RECORD EXTRACTS:
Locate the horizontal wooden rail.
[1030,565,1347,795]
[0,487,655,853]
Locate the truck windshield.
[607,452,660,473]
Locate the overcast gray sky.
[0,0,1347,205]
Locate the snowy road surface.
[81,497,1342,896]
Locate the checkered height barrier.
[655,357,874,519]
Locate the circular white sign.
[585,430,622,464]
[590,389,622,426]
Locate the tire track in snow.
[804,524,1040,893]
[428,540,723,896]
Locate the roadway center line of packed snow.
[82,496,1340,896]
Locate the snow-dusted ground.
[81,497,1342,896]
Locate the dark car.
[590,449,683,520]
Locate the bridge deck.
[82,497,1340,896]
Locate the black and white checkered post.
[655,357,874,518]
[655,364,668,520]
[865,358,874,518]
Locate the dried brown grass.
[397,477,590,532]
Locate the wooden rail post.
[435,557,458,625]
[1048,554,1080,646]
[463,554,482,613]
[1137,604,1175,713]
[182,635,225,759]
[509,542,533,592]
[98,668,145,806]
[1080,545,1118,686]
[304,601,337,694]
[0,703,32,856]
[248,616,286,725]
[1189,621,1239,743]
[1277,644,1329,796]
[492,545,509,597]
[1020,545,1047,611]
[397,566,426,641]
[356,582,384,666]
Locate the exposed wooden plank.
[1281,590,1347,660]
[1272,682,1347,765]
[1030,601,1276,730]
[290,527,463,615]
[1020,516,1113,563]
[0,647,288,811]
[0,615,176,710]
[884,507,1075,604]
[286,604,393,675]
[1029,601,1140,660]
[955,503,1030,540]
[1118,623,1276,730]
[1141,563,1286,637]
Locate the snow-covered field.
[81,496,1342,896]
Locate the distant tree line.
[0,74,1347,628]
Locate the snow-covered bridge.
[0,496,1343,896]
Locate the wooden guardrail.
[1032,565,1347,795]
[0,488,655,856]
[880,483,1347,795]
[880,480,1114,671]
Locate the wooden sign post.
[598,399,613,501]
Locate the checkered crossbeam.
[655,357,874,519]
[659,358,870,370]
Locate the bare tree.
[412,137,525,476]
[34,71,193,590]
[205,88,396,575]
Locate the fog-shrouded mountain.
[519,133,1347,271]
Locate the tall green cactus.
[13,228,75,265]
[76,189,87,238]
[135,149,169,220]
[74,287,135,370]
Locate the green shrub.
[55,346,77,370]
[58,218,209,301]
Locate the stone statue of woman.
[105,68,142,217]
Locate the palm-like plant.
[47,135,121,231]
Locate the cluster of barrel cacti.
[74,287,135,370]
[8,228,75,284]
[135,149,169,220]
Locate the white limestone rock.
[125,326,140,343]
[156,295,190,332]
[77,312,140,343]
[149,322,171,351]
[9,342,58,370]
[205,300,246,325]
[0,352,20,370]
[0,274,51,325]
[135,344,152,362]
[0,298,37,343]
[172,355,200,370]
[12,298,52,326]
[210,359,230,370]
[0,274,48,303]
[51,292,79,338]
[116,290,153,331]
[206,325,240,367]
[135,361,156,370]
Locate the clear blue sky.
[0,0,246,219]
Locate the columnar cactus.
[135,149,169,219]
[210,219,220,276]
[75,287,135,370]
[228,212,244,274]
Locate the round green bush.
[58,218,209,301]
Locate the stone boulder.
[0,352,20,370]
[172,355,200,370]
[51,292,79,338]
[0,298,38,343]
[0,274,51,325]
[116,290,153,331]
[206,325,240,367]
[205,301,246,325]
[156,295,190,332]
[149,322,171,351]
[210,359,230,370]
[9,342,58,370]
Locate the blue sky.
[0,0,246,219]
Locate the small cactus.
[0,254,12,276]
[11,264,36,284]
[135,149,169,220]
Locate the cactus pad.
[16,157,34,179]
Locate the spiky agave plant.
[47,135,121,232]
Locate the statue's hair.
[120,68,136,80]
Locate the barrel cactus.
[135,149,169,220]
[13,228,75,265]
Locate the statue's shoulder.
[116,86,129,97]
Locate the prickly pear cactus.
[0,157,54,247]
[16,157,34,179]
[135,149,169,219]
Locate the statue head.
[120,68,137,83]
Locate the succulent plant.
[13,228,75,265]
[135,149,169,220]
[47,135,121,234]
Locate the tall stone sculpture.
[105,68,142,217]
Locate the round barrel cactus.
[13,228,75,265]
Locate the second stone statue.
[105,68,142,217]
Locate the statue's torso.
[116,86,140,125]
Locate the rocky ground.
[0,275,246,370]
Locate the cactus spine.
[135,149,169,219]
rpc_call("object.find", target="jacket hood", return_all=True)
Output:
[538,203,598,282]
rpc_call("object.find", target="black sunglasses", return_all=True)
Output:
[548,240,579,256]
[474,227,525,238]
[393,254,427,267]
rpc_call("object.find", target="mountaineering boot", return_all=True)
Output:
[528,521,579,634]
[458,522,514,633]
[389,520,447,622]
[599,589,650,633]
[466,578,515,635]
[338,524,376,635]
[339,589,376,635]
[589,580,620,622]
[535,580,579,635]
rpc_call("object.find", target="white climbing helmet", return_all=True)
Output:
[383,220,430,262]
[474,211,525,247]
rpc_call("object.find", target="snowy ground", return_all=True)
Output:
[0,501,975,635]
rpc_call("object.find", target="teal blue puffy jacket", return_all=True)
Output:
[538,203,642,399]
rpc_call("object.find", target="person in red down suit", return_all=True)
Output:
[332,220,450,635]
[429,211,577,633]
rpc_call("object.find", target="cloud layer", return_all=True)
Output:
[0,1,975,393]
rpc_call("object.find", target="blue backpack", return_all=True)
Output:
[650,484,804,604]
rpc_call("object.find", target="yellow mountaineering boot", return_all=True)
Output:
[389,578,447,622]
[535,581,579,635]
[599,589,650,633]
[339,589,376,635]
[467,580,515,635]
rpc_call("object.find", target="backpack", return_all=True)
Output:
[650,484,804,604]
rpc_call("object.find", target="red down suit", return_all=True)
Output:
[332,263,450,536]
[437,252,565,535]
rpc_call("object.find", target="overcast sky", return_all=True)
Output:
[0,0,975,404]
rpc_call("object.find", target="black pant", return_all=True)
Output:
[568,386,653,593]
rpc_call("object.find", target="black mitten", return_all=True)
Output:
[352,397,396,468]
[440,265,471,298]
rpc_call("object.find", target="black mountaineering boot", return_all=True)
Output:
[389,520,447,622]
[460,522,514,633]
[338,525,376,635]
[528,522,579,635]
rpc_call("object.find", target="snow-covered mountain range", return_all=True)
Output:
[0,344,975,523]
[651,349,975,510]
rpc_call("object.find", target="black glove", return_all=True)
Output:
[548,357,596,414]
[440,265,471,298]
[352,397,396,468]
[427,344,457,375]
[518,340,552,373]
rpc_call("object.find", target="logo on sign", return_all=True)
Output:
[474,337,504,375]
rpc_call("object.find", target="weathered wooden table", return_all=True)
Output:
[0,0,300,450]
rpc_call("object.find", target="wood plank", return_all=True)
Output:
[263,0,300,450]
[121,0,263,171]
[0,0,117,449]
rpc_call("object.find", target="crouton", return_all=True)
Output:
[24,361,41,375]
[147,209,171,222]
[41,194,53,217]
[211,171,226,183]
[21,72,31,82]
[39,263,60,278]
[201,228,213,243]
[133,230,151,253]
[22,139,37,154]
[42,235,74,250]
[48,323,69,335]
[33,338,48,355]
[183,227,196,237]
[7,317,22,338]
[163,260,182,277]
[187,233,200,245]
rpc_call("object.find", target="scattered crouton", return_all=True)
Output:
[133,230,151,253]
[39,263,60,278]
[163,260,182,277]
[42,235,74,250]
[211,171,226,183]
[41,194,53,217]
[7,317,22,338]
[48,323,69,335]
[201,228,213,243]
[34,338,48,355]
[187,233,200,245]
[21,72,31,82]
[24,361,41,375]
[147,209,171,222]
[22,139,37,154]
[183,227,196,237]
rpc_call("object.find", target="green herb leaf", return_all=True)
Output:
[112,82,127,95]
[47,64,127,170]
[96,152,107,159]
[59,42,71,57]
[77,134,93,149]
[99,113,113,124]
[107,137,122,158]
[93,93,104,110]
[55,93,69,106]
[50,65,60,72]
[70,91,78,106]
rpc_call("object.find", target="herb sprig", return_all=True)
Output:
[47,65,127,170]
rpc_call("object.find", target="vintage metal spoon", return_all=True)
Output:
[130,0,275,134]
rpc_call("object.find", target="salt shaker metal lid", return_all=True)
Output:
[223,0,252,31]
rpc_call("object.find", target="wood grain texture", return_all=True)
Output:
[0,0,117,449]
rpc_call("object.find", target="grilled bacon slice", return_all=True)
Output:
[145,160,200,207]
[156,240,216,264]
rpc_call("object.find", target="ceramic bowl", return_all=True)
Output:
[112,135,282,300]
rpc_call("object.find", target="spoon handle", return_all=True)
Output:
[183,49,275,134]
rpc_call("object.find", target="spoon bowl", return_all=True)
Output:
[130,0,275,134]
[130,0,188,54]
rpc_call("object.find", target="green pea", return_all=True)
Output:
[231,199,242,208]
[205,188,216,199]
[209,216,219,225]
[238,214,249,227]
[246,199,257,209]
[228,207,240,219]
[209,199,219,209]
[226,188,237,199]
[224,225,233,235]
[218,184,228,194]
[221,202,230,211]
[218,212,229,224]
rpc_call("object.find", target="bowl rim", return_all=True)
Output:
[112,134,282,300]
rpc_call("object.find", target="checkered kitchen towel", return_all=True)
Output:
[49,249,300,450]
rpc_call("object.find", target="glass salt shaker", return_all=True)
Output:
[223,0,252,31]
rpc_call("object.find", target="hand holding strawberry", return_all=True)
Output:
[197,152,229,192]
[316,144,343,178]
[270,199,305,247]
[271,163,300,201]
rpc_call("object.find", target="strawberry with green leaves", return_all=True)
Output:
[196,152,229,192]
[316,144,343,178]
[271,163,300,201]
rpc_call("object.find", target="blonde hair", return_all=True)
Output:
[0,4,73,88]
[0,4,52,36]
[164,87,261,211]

PROBLEM STATEMENT: Repeat exactly the lines beginning with the line containing "Locate the second stone statue." and ending with the line containing "[393,254,427,267]", both included.

TASK SOLUTION:
Locate the second stone statue.
[105,68,142,217]
Locate the statue's torso.
[116,86,140,125]
Locate the rocky ground.
[0,275,246,370]
Locate the cactus spine.
[135,149,169,219]
rpc_call("object.find", target="jacket hood", return_all=True)
Output:
[538,203,598,282]
rpc_call("object.find", target="black sunglasses", return_all=True)
Output:
[548,240,579,256]
[474,227,525,238]
[393,254,427,267]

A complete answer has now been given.